## Exercises
- a) Quote the passage on AI company market caps word for word, starting at the words "Microsoft (NASDAQ: MSFT)" and stopping after "in the market.".
- b) Extend the passage on AI company market caps, picking up right after its final sentence.

## Supplied passage
The release of OpenAI’s flagship artificial intelligence (AI) platform – ChatGPT – in the transitional week between November and December 2022 brought significant changes to the operations of numerous companies and, arguably, to the logic of the stock market itself.
One of the more illustrative ways of demonstrating the impact of the AI boom is through the market capitalization of the 10 biggest companies heavily involved with the technology.
According to Finbold research, the market cap of these firms grew by $5.4 trillion from December 3, 2022, to June 5, 2024.
The biggest winners of the AI gold rush
Indeed, the rollout of the platform propelled a selection of firms to unprecedented highs, with few becoming as popular or as prominent as the blue-chip chipmaker Nvidia (NASDAQ: NVDA), which saw its market capitalization rise from a relatively modest $420 billion to $2.8 trillion.
Nonetheless, no matter how impressive its rise was, the semiconductor giant was not the only company to see massive growth due to the AI boom, and it is far from the biggest.
Microsoft (NASDAQ: MSFT) made a strategic move by becoming an early backer and partner of OpenAI in 2019, significantly enhancing its AI capabilities and leading to substantial market cap growth.
AI growth remains disconcertingly concentrated
An interesting trend emerging from the AI company growth figures is the incredible level of inflow concentration in the market.
Having grown $2.4 trillion in the examined time frame, Nvidia accounts for about 45% of the total growth of the 10 biggest companies. Additionally, the bulk of the remaining 55% of growth is dominated by just 3 firms: Microsoft, Alphabet (NASDAQ: GOOGL), and Meta Platforms (NASDAQ: META).
The situation is very similar when it comes to the total market capitalizations of the 10 biggest AI companies as of June 5, 2024.
The top 3 firms, Microsoft, Nvidia, and Alphabet, have a combined market cap of $8.1 trillion, making up 78.64% of the total $10.3 trillion. Including Meta and Tesla (NASDAQ: TSLA) raises this to 95.77%, with a combined market cap of $9.8 trillion.
In contrast, the last 3 companies account for just 0.81% at $83.32 billion.

(Dataset entries)
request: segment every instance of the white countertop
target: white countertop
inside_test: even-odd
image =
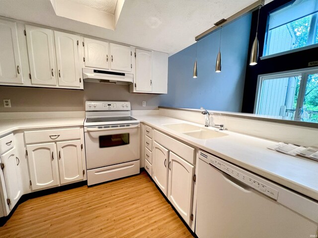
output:
[[[202,129],[206,129],[203,125],[159,115],[134,117],[176,138],[318,200],[318,163],[267,148],[277,142],[227,130],[222,131],[229,135],[227,136],[196,139],[162,125],[186,122],[201,125]]]
[[[84,118],[16,119],[0,120],[0,136],[16,130],[82,126]]]
[[[162,125],[186,122],[201,126],[202,129],[206,129],[203,125],[159,115],[133,117],[188,144],[318,200],[318,163],[267,148],[276,142],[227,130],[222,132],[228,136],[201,140]],[[16,130],[82,126],[84,120],[83,117],[2,119],[0,120],[0,136]]]

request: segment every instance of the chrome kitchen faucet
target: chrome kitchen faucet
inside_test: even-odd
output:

## Answer set
- a)
Microsoft (NASDAQ: MSFT) made a strategic move by becoming an early backer and partner of OpenAI in 2019, significantly enhancing its AI capabilities and leading to substantial market cap growth.
AI growth remains disconcertingly concentrated
An interesting trend emerging from the AI company growth figures is the incredible level of inflow concentration in the market.

- b)
A buzzword but not a silver bullet
Adopting AI-related terminology and integrating the technology – whether called for or not – has become a popular strategy among companies seeking to attract and endear investors.
Finbold’s analysis of the growth of the 10 biggest companies operating in the sector, however, demonstrates that for all its popularity and promise, artificial intelligence is far from a silver bullet guaranteeing growth to ailing companies.
Despite the success of companies like Nvidia, Meta, and Palantir, some stocks have declined despite their involvement in cutting-edge technology.
A prime example is Elon Musk’s Tesla Motors, which, despite its innovations in electric vehicles (EVs), hasn’t been able to counteract the broader industry downturn.
Despite working on artificial intelligence aimed at providing fully autonomous vehicles – and despite the billionaire owner of the firm promising the unveiling of a ‘Cybercab’ in August – Tesla’s market capitalization dropped $48 billion since ChatGPT’s release kicked off the AI boom.
Mobileye – a subsidiary of Intel (NASDAQ: INTC) and another company working on AI-driven driver assistance – has also seen its stock market value drop since late 2022.
Finally, though Adobe (NASDAQ: ADBE) is up compared to where it stood when ChatGPT was released, its market capitalization fell a significant $70 billion in 2024, despite the year featuring some of the biggest AI-driven surges.